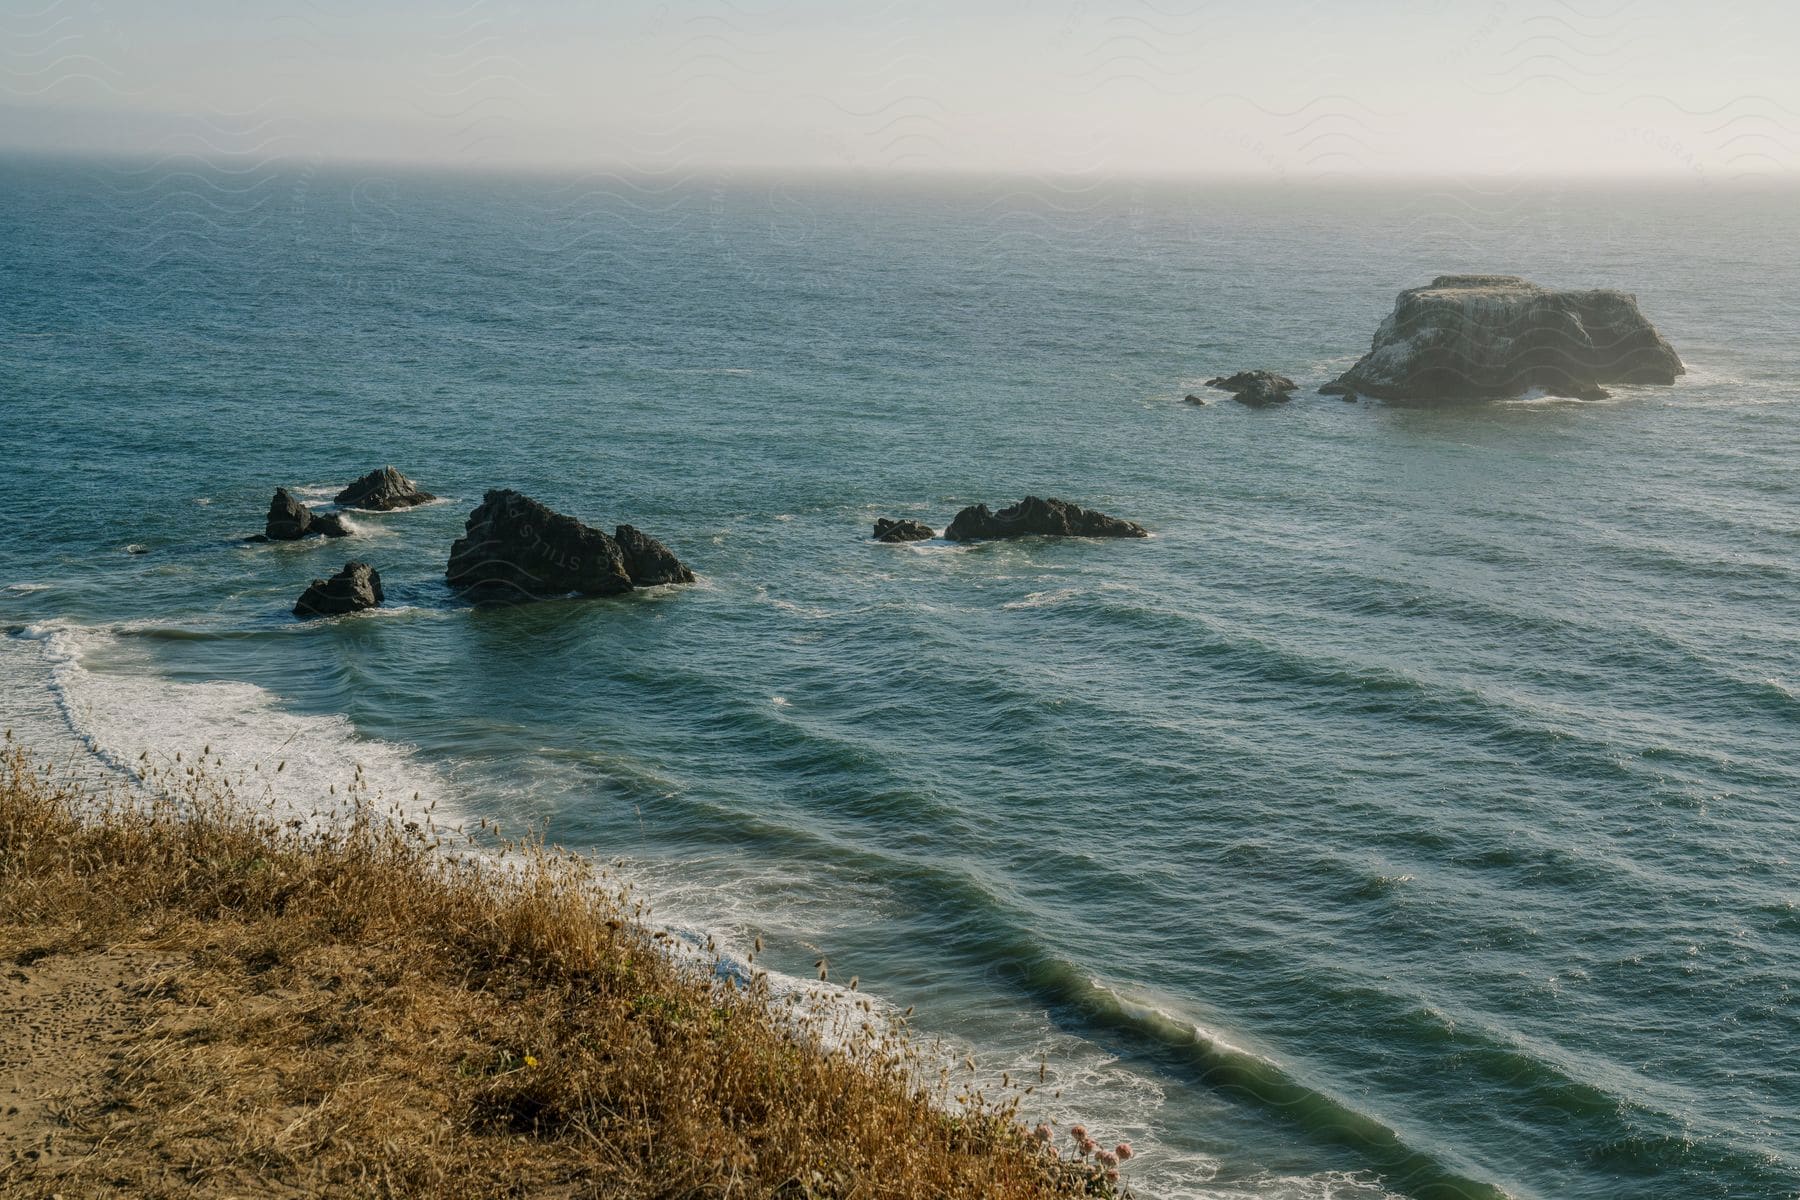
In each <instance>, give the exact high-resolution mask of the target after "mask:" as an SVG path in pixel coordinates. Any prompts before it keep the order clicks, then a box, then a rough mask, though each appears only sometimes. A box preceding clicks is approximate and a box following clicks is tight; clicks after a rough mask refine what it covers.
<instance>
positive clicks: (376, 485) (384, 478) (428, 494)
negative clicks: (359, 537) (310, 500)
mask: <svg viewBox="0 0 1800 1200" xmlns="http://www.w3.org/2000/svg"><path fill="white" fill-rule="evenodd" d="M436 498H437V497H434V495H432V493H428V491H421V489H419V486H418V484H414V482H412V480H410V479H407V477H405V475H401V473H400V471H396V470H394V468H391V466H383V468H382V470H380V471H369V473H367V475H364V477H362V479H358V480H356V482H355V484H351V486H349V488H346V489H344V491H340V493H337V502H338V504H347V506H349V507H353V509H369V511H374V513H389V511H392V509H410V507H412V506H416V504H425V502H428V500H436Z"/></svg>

——————————

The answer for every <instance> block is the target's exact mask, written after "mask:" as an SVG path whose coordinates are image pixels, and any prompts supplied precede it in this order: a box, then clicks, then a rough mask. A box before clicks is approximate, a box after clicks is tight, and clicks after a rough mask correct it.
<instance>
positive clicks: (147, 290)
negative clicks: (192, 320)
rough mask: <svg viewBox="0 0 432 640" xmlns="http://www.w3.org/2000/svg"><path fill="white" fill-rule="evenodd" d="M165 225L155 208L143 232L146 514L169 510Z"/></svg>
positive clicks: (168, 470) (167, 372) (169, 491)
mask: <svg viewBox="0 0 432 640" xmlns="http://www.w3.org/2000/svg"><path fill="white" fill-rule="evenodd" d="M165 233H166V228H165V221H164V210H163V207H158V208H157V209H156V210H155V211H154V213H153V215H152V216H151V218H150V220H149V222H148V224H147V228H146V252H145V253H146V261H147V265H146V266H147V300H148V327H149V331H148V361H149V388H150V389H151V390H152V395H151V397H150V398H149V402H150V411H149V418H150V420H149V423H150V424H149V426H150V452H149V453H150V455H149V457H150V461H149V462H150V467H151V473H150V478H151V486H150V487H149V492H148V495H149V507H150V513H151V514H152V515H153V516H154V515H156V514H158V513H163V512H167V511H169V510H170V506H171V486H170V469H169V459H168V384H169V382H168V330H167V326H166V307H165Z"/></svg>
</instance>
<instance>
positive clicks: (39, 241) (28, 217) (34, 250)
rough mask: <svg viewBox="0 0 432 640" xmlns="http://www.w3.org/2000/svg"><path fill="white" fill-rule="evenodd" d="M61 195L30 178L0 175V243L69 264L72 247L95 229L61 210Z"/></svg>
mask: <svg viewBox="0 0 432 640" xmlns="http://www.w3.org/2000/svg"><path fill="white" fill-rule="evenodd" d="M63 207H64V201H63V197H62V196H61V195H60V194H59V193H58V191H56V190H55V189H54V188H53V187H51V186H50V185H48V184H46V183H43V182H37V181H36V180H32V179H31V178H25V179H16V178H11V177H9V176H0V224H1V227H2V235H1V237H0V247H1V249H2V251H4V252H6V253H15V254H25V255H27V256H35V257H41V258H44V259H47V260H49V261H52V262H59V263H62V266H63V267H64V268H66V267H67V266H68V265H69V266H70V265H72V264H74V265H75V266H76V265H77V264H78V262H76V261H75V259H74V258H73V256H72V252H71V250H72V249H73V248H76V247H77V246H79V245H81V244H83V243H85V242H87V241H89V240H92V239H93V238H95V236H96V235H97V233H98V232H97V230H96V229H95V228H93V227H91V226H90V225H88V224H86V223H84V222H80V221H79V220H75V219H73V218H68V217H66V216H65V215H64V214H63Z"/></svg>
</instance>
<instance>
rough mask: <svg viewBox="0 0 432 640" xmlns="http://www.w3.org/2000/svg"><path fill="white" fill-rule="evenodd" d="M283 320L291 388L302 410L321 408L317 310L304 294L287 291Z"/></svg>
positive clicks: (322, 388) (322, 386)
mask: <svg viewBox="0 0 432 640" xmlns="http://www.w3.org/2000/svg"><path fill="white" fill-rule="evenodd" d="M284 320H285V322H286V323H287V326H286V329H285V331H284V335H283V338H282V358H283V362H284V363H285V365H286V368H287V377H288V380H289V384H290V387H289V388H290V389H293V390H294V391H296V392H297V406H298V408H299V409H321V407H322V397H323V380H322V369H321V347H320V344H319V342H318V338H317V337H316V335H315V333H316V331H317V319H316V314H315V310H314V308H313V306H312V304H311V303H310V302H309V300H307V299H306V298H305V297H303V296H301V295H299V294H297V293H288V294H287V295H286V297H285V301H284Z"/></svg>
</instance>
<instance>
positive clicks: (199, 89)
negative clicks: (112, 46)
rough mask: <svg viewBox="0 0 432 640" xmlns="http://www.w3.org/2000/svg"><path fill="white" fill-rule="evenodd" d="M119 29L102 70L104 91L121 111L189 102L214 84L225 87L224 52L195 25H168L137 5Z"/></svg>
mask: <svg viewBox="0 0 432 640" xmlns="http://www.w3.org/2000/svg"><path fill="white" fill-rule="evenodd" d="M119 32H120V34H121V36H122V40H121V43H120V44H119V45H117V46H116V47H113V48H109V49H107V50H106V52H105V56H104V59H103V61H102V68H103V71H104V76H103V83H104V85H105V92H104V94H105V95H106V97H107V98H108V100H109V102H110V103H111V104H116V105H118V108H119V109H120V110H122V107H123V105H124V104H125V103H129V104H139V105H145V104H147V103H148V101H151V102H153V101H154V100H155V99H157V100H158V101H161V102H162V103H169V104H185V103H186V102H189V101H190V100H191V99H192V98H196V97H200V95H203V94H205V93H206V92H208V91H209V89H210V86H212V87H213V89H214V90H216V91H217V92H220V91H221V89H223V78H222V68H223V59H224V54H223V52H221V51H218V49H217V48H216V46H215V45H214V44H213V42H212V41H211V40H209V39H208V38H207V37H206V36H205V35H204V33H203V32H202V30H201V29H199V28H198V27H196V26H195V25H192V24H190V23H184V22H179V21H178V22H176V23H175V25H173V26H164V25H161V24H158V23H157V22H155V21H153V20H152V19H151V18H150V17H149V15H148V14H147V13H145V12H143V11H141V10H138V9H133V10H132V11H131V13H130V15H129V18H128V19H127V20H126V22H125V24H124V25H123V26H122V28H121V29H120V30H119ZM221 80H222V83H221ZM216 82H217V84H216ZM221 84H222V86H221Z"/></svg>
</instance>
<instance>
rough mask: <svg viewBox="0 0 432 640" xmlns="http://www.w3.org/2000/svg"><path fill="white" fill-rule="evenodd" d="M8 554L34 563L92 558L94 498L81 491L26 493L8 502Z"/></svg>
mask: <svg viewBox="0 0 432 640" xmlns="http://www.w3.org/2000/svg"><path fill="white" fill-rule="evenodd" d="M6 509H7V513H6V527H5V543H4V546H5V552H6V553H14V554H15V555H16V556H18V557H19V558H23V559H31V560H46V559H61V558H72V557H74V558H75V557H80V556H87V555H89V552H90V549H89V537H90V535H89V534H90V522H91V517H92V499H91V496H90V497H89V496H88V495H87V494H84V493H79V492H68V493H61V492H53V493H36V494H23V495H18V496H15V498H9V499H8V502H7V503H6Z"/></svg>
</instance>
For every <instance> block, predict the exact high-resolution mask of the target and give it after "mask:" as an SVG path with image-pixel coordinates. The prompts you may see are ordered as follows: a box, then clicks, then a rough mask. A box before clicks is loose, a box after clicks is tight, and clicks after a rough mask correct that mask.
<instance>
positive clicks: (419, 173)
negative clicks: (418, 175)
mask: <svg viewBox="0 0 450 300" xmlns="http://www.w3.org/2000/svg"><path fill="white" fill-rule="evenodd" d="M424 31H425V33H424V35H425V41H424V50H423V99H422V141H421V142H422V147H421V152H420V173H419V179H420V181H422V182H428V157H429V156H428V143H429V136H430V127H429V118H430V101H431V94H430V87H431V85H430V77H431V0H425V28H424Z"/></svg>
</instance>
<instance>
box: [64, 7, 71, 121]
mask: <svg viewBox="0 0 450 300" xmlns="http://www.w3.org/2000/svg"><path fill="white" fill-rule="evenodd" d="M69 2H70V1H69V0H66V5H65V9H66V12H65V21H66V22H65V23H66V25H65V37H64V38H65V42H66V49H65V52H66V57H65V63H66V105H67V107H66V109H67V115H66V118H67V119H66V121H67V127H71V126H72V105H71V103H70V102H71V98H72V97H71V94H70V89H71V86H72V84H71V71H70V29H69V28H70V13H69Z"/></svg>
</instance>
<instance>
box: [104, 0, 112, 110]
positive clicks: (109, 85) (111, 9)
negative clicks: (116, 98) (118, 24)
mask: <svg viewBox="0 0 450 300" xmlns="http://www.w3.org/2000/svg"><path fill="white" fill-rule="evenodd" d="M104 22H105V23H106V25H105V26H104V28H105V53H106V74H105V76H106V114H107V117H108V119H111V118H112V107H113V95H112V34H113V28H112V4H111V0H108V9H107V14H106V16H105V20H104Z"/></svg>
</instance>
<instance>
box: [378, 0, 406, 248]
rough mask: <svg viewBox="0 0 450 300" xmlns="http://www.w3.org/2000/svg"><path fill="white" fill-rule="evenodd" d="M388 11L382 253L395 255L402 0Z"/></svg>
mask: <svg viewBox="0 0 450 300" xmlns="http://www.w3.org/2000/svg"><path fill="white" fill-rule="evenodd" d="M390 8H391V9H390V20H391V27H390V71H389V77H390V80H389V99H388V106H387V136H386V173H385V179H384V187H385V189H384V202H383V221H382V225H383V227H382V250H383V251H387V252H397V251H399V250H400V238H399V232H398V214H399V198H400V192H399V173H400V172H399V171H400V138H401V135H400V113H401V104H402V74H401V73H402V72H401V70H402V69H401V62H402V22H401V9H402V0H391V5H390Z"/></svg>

——————————

**Try it**
Word for word, restate the lines above from the line containing "positive clicks: (322, 388) (322, 386)" through the line containing "negative clicks: (112, 46)", with both included and nothing else.

**Solution below**
positive clicks: (322, 388) (322, 386)
mask: <svg viewBox="0 0 432 640" xmlns="http://www.w3.org/2000/svg"><path fill="white" fill-rule="evenodd" d="M284 320H285V322H286V323H287V326H286V329H285V331H284V335H283V338H282V358H283V362H284V363H285V365H286V368H287V377H288V380H289V384H290V387H289V388H290V389H293V390H294V391H296V392H297V406H298V408H299V409H321V407H322V397H323V380H322V369H321V347H320V344H319V342H318V338H317V337H316V335H315V333H316V331H317V319H316V314H315V310H314V308H313V306H312V304H311V303H310V302H309V300H307V299H306V298H305V297H303V296H301V295H299V294H297V293H288V294H287V295H286V297H285V301H284Z"/></svg>
</instance>
<instance>
positive clicks: (199, 89)
negative clicks: (112, 46)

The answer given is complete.